__TEXTE FOURNI__
------------------------------------------------------------------------

ORGANISATION POUR L’HARMONISATION EN AFRIQUE DU DROIT DES AFFAIRES (OHADA)

COUR COMMUNE DE JUSTICE ET D’ARBITRAGE (CCJA)

 

Deuxième chambre

Audience Publique du 26 janvier 2017

 

Pourvois : n° 145/2015/PC du 24/08/2015

                 n° 155/2015/PC du 03/09/2015     

Affaire : 1) – Société GETMA Togo SA

                   –  Société MANUPORT Togo SA

                            (Conseil : Maître Wle-Mbanewar BATAKA, Avocat à la Cour)

 

                                     Contre

 

                 Etablissements Comptoir International pour le Commerce (CIC)

                         (Conseils : Maître LARE TOKOU et LATEVI Abram, Avocats à la Cour)

 

 

Affaire : 2) KPOKPOYA Akouété

                         (Conseils : Maître LARE TOKOU et LATEVI Abram, Avocats à la Cour)

------------------------------------------------------------------------

Pouvez-vous extraire de l'en-tête de la décision de la CCJA le passage qui débute aux mots « Audience Publique du » et s'arrête après « Avocat à la Cour) » ?

Éléments provenant d'une source de données:
------------------------------------------------------------------------

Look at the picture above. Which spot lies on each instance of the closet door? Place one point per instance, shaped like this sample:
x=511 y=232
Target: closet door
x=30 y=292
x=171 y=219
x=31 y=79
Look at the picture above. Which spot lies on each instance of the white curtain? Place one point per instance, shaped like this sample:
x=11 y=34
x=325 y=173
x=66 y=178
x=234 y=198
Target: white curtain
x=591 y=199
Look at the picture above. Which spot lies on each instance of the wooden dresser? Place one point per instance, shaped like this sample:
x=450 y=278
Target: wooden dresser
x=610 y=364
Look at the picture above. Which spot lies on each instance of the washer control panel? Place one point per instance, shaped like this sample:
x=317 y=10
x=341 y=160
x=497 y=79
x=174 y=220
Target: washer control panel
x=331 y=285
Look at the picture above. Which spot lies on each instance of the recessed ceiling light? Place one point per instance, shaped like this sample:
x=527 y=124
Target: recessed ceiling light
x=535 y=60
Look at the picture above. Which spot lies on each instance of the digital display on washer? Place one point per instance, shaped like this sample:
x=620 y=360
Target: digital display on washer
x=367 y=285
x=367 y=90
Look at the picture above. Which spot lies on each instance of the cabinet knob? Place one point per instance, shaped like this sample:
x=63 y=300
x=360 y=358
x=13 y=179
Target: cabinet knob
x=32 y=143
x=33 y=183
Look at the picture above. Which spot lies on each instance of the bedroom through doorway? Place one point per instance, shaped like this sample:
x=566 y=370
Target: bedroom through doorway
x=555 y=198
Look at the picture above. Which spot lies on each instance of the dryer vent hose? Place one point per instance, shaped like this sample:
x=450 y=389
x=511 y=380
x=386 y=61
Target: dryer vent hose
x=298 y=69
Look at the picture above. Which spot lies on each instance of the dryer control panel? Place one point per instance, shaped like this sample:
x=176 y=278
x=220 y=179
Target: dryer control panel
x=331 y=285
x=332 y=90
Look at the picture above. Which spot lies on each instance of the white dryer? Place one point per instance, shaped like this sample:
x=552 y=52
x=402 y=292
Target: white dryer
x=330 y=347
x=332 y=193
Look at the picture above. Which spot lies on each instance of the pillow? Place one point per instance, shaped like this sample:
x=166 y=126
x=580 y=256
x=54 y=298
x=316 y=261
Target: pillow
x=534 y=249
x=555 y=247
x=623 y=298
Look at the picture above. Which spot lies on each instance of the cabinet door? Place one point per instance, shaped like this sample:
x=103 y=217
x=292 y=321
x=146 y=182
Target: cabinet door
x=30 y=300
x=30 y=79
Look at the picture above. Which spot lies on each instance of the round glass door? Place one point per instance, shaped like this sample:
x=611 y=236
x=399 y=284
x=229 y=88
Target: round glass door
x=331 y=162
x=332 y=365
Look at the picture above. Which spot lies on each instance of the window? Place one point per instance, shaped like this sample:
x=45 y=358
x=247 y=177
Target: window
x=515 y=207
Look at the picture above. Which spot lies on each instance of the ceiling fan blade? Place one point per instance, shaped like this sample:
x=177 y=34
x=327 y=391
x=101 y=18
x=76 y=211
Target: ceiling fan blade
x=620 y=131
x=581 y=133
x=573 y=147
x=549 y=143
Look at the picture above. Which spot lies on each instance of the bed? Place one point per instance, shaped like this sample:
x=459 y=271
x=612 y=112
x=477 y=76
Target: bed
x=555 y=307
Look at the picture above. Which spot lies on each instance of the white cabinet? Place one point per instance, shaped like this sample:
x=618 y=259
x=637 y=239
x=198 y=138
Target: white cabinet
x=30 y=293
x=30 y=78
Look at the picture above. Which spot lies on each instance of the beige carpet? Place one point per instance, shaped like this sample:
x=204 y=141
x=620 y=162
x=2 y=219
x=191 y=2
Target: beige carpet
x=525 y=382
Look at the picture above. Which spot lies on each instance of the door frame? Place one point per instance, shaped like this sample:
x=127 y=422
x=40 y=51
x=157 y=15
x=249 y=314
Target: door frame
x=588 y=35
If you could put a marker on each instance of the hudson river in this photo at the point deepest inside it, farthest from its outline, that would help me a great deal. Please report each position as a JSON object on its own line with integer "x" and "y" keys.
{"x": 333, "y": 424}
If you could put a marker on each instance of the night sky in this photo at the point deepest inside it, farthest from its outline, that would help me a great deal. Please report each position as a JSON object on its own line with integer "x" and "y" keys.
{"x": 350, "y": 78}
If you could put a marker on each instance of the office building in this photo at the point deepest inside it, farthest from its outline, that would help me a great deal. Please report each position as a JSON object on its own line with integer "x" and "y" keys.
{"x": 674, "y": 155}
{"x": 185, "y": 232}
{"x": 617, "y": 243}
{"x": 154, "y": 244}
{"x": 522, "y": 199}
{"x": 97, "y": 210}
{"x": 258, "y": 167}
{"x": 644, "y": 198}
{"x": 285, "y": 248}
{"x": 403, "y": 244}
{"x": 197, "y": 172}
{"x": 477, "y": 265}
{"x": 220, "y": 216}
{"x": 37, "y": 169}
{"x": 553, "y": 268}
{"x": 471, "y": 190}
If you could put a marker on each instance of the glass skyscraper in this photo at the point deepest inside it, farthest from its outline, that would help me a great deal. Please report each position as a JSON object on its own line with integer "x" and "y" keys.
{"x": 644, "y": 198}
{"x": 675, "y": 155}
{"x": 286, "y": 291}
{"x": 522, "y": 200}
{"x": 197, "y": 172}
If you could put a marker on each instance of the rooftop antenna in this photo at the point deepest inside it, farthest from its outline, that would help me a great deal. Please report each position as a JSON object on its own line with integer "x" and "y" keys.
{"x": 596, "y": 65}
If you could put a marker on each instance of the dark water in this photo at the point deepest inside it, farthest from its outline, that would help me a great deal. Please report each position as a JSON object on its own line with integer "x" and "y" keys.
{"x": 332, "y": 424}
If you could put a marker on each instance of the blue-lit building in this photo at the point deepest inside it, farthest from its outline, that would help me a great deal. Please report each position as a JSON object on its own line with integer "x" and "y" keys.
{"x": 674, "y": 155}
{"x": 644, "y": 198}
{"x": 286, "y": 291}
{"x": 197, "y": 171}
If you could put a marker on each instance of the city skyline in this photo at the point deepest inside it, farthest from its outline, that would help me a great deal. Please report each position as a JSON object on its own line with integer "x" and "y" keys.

------------------------------------------------------------------------

__RÉSULTAT__
Audience Publique du 26 janvier 2017

 

Pourvois : n° 145/2015/PC du 24/08/2015

                 n° 155/2015/PC du 03/09/2015     

Affaire : 1) – Société GETMA Togo SA

                   –  Société MANUPORT Togo SA

                            (Conseil : Maître Wle-Mbanewar BATAKA, Avocat à la Cour)